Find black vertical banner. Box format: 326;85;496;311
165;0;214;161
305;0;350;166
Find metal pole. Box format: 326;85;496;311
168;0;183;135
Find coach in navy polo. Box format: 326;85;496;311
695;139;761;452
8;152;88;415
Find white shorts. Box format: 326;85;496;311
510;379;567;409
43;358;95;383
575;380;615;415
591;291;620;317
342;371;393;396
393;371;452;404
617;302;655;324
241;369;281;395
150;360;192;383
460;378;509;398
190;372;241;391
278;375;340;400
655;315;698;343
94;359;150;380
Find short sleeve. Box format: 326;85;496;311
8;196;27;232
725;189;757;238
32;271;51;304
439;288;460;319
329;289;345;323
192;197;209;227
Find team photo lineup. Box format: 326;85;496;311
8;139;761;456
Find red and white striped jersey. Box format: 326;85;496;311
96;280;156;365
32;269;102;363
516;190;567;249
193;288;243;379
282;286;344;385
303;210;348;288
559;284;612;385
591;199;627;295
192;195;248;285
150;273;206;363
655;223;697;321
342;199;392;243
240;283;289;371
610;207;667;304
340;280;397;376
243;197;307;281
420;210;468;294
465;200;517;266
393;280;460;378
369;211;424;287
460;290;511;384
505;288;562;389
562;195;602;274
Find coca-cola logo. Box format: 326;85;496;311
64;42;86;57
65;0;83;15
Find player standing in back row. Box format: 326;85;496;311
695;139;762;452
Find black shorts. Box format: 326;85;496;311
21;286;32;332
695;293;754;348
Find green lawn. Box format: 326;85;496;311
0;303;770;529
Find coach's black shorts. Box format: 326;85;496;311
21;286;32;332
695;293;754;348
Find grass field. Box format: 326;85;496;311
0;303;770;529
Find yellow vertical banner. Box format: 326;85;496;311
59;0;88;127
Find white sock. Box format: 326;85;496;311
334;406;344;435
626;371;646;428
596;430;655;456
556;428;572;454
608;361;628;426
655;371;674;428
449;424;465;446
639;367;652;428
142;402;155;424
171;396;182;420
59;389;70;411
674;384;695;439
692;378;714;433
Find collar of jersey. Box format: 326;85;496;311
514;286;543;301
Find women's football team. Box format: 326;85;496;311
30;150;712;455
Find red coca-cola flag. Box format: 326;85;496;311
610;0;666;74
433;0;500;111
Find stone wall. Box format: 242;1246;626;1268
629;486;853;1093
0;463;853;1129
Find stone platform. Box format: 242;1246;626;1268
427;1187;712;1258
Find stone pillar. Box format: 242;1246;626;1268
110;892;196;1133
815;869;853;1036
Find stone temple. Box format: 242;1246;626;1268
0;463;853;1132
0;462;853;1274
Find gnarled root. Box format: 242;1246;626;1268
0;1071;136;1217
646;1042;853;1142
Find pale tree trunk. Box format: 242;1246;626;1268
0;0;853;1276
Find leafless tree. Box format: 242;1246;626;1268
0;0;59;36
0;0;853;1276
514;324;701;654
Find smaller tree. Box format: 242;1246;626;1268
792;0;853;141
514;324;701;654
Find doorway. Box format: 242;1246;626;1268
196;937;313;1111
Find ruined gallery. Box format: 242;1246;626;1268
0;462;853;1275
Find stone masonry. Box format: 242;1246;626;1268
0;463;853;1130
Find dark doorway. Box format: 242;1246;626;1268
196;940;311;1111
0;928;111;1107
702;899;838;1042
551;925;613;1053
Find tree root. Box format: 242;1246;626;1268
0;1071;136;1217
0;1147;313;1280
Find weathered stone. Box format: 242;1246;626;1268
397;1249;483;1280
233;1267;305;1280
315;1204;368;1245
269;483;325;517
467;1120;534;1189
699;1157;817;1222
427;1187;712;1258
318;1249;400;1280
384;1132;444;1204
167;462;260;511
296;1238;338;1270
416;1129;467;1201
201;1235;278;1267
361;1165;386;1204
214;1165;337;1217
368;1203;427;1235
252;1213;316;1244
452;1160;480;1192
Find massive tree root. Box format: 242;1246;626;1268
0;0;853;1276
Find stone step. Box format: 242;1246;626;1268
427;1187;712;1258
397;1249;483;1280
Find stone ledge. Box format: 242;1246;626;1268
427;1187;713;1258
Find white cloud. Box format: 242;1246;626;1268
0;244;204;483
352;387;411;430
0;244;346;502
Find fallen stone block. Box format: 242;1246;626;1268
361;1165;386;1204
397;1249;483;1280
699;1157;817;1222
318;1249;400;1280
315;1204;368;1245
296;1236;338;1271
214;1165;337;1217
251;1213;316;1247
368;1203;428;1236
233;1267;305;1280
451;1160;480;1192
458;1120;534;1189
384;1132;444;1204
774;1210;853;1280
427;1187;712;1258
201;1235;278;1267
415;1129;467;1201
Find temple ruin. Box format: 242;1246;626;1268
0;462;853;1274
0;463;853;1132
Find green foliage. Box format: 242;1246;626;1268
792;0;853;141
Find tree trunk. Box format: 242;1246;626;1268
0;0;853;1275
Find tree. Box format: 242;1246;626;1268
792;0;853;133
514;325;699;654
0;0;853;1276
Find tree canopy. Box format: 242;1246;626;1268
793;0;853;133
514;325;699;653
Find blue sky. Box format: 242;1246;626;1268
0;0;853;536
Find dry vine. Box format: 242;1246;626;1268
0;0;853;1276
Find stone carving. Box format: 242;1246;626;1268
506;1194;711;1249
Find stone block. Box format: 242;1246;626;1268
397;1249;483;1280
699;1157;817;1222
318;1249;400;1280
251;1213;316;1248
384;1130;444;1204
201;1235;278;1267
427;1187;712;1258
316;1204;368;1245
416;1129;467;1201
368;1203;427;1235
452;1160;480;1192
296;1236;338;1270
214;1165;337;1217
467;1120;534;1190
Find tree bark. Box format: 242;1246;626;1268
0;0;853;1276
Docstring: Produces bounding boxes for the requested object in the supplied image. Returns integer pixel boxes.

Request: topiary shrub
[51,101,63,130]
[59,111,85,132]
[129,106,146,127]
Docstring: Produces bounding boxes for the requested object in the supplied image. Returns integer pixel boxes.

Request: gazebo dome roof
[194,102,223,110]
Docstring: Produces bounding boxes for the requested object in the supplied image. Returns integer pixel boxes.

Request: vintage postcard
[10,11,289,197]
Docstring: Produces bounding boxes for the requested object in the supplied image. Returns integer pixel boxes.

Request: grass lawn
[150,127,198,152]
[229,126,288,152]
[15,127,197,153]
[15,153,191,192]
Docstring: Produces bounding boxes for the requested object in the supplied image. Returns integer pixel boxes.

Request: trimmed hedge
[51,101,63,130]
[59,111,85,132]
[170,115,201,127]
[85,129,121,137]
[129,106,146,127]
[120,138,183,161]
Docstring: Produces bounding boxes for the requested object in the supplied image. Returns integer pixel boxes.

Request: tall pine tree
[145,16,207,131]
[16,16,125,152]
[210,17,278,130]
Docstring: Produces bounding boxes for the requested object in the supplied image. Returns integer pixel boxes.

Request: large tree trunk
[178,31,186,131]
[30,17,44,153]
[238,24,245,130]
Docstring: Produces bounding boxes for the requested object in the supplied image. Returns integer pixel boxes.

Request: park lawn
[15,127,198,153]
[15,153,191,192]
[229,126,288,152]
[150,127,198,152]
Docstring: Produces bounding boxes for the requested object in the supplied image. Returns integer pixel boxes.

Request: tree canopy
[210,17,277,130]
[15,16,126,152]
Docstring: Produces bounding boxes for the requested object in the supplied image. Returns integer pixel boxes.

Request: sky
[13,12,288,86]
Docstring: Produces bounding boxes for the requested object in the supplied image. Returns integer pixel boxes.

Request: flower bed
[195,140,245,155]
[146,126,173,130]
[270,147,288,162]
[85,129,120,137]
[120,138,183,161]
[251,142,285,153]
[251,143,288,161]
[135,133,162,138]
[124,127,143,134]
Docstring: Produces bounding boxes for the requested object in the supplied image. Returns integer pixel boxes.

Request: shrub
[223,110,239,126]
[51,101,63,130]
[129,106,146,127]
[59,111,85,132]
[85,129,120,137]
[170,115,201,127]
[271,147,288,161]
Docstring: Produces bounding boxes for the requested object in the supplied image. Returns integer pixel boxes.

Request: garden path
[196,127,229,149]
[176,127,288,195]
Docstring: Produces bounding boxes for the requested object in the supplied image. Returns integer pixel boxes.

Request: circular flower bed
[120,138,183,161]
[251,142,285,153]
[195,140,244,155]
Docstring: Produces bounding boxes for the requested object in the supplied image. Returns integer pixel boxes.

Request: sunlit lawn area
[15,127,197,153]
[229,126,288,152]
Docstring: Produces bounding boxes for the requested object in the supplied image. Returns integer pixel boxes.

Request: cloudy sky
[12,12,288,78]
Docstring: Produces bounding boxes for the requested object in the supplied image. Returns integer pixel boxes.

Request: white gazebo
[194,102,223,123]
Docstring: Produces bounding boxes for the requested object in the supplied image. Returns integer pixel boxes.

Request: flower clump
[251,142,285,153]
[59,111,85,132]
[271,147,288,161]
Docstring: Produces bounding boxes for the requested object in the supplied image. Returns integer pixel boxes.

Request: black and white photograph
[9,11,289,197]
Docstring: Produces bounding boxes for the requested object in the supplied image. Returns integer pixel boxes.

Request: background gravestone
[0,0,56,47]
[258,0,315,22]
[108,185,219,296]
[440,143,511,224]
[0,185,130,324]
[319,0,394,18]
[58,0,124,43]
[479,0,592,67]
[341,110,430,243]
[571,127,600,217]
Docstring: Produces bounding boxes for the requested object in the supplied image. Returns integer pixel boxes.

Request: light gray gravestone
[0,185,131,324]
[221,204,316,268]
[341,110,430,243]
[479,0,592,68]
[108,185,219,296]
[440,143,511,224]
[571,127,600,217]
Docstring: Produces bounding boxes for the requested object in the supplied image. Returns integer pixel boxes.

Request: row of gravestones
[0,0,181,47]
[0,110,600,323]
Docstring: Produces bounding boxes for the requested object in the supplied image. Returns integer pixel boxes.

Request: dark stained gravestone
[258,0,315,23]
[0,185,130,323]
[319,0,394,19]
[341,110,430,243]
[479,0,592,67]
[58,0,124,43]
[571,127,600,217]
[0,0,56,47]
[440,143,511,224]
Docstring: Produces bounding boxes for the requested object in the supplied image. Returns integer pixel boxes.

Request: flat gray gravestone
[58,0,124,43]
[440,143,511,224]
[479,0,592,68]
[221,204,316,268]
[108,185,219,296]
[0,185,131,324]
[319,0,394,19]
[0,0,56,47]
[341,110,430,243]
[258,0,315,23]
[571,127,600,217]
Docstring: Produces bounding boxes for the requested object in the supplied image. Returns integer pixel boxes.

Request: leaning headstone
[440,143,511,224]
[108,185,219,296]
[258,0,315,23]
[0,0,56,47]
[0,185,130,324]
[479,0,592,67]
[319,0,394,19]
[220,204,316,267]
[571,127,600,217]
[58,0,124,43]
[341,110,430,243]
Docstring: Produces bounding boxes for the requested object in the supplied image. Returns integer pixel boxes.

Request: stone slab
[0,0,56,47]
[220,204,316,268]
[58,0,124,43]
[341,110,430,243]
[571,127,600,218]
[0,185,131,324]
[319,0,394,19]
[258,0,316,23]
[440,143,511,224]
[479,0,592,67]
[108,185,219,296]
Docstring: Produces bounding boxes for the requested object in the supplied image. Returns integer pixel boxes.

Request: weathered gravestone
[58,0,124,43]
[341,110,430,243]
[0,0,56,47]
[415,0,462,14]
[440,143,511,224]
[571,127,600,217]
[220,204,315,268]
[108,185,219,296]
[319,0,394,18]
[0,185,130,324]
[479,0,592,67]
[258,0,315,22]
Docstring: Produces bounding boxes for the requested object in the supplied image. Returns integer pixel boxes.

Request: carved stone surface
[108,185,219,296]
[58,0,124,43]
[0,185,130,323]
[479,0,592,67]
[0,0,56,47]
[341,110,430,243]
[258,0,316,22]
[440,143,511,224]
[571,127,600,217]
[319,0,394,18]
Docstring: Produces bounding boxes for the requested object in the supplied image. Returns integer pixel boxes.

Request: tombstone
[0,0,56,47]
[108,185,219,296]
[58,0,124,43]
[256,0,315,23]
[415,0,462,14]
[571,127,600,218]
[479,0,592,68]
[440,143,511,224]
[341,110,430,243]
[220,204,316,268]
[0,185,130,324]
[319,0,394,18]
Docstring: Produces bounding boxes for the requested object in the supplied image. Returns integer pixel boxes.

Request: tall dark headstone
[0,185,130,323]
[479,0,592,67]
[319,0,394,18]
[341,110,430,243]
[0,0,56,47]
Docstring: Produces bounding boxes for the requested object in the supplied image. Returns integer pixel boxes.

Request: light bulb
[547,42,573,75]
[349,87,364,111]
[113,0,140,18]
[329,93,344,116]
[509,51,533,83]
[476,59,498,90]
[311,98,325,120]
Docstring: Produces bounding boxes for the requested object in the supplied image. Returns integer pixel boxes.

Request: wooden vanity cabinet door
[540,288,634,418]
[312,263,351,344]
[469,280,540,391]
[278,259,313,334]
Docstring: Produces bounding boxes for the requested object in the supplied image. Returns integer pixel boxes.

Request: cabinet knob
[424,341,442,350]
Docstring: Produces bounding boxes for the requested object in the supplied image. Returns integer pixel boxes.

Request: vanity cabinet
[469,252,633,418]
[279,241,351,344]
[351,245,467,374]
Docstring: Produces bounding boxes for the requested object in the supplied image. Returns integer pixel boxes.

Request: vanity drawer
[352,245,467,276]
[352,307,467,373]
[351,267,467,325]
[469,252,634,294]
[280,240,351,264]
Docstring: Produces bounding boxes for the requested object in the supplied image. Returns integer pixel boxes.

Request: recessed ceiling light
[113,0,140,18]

---+---

**THE PROBLEM:**
Please rewrite the listing from its start to the line with "562;195;602;274", changing "jersey" to "shirt" and leaving everything else the same.

**WRITTEN RESPONSE:**
Find black vertical banner. Box format: 326;85;496;311
165;0;214;161
305;0;350;166
Find metal pole. Box format: 326;85;496;311
168;0;183;135
Find coach in navy polo. Box format: 326;85;496;311
695;139;761;452
8;152;88;415
Find white shorts. Box format: 326;85;496;311
510;379;567;409
43;358;95;383
575;380;615;415
591;291;620;317
342;371;393;396
393;371;452;404
617;302;655;324
241;369;281;395
150;360;192;383
460;378;509;398
190;372;241;391
278;375;340;400
655;315;698;343
94;359;150;380
Find short sleeve. Box format: 326;85;496;311
8;196;27;232
725;189;757;238
32;271;51;304
439;288;460;319
329;289;345;323
192;197;209;227
Find team photo lineup. Box format: 326;85;496;311
8;139;761;456
Find red and white striped shirt. Box format: 326;85;496;311
96;280;156;365
32;269;102;363
516;190;567;249
193;288;243;379
282;286;344;385
303;210;348;288
559;284;612;385
591;199;627;295
192;195;248;285
150;273;206;363
655;223;697;321
342;199;392;243
240;283;289;371
610;207;667;304
340;280;397;376
243;197;307;281
420;210;468;294
465;200;517;266
393;280;460;378
369;211;424;287
460;290;511;384
505;288;562;389
562;195;602;274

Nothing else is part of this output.